▶ **Trecho fornecido**
══════════

INTRODUÇÃO
O Condomínio em edifício de apartamentos, descrito na Lei nº 4591/64, é especial em relação ao condomínio descrito no Código Civil Brasileiro, pois o regime jurídico da propriedade horizontal é, em diversos aspectos, diferente do regime estabelecido no Código de Beviláqua.
O direito anterior ao Decreto nº 5.481/28, inclusive na vigência do Código Civil, não contemplava a divisão de prédios em planos horizontais. Disciplinava, apenas, a divisão em planos verticais, que gerava as chamadas "casas geminadas", onde eram observadas as regras relativas ao direito de vizinhança.
A explosão demográfica ocasionada pelos movimentos migratórios, a questão da segurança pública e diversos outros fatores determinaram o surgimento da propriedade horizontal.
No regime especial da Lei nº 4.591/64, a idéia básica, que estabelece a diferença entre a propriedade horizontal e o condomínio comum, é a justaposição de dois tipos de propriedades, são elas: a propriedade exclusiva da unidade autônoma e a propriedade coletiva das áreas comuns. Ao contrário do condomínio do Código Civil, a comunhão horizontal é forçada e indivisa em relação às áreas comuns. Ressaltando-se que a unidade autônoma não sofre qualquer limitação aos poderes de usar, fruir e dispor do seu titular.
Várias teorias tentam explicar a natureza jurídica de condomínio em estudo, dentre elas:
a) a acéfala, que nega a existência de verdadeira propriedade nessa forma de condomínio; b) a da propriedade horizontal como servidão, adotada pelo direito francês; c) a da propriedade horizontal como direito de superfície, adotada pelo direito alemão. Para outros, há uma pessoa jurídica, oriunda da reunião de várias pessoas físicas (proprietários). A corrente mais aceita, entretanto, descreve o presente condomínio como um ente despersonalizado, que, apesar de não está classificado como pessoa jurídica, tem direitos que podem ser exercidos e deveres que devem ser observados. Ressalte-se de o condomínio pode celebrar contratos, o que ilustra a existência de vontade única, ainda que fictícia, emanada de um ente despersonalizado.
A Lei nº 4.591/64, no seu capítulo III, utiliza a expressão "das despesas do condomínio", mas não apresenta um conceito formal, ou seja, a citada lei não conceitua o instituto estudado. Portanto o conceito de despesas do condomínio é um conceito analítico, estabelecido pela doutrina.
As despesas do condomínio, segundo Roberto Barcellos de Magalhães, são os gastos feitos com a conservação, manutenção e administração das partes comuns e dos serviços gerais do prédio.
Os gastos feitos com a conservação e manutenção são os relativos aos danos provocados pelos agentes externos, pelo tempo e pela utilização da coisa comum, pois os condôminos visam a perpetuação das condições originais do imóvel. Os gastos feitos com a administração da coisa são os concernentes à comissão do síndico, ao salário de empregados, etc.
A NATUREZA JURÍDICA DAS DESPESAS
A taxa de condomínio é, basicamente, uma taxa de âmbito privado, vez que, em regra, corresponde a uma contraprestação pecuniária dos serviços prestados ou postos à disposição do condômino, criados em proveito do uso e da fruição dos bens, serviços e coisas comuns.

══════════

Reproduza sem alterações a parte do texto sobre condomínio em edifícios que começa nas palavras "A Lei nº 4.591/64, no" e termina logo após "gerais do prédio.".

▶ **Itens listados**

══════════

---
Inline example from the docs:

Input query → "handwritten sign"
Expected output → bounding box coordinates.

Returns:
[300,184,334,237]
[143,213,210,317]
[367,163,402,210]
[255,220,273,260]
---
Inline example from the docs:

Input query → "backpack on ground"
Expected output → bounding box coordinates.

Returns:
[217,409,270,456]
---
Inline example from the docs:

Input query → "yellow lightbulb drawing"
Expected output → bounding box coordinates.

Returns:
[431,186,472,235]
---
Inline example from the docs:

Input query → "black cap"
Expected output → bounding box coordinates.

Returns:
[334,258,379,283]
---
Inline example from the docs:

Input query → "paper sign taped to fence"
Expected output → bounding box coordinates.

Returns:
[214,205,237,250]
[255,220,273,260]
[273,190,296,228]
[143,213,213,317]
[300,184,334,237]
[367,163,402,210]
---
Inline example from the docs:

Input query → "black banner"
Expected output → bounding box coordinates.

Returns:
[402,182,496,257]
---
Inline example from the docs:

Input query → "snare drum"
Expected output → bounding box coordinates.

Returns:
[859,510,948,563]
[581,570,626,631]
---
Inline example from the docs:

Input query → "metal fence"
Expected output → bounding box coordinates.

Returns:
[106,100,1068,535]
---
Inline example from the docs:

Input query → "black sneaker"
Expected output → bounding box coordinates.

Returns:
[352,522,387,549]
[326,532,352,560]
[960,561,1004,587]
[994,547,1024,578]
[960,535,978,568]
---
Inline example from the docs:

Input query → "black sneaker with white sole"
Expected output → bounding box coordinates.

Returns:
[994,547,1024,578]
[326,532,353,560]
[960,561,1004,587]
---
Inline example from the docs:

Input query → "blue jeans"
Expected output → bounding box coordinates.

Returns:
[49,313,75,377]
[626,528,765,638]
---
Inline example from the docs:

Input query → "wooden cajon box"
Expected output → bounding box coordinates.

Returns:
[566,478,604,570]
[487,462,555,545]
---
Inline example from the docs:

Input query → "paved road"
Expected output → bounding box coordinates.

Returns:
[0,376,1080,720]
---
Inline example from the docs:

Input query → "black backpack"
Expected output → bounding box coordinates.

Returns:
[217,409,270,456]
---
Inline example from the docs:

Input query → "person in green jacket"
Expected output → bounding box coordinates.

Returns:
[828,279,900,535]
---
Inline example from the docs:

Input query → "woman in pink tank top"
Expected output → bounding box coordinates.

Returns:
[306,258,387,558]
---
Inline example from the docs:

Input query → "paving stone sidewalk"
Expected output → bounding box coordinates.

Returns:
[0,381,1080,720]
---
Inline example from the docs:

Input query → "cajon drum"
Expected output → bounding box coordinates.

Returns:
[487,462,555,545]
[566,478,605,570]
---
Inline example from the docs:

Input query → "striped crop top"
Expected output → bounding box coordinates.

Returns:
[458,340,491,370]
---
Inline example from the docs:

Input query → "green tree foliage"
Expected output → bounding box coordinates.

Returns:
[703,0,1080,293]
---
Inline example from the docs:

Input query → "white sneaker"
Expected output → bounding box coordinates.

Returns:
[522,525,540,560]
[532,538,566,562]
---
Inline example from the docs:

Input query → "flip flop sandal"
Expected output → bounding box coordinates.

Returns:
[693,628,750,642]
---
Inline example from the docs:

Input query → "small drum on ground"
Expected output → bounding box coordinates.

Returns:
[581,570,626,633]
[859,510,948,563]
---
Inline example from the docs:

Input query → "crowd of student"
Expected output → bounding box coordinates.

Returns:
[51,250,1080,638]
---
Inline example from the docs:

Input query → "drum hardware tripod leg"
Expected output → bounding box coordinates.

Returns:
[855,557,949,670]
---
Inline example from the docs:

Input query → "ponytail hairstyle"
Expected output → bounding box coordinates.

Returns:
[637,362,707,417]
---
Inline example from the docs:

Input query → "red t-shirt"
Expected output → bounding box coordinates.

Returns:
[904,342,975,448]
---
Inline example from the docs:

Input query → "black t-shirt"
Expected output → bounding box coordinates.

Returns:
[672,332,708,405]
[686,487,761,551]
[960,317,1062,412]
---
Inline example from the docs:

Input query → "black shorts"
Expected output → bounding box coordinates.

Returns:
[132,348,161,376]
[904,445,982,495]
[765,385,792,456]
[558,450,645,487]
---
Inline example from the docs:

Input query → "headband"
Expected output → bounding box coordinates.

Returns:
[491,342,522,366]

══════════

▶ **Resposta da tarefa**
A Lei nº 4.591/64, no seu capítulo III, utiliza a expressão "das despesas do condomínio", mas não apresenta um conceito formal, ou seja, a citada lei não conceitua o instituto estudado. Portanto o conceito de despesas do condomínio é um conceito analítico, estabelecido pela doutrina.
As despesas do condomínio, segundo Roberto Barcellos de Magalhães, são os gastos feitos com a conservação, manutenção e administração das partes comuns e dos serviços gerais do prédio.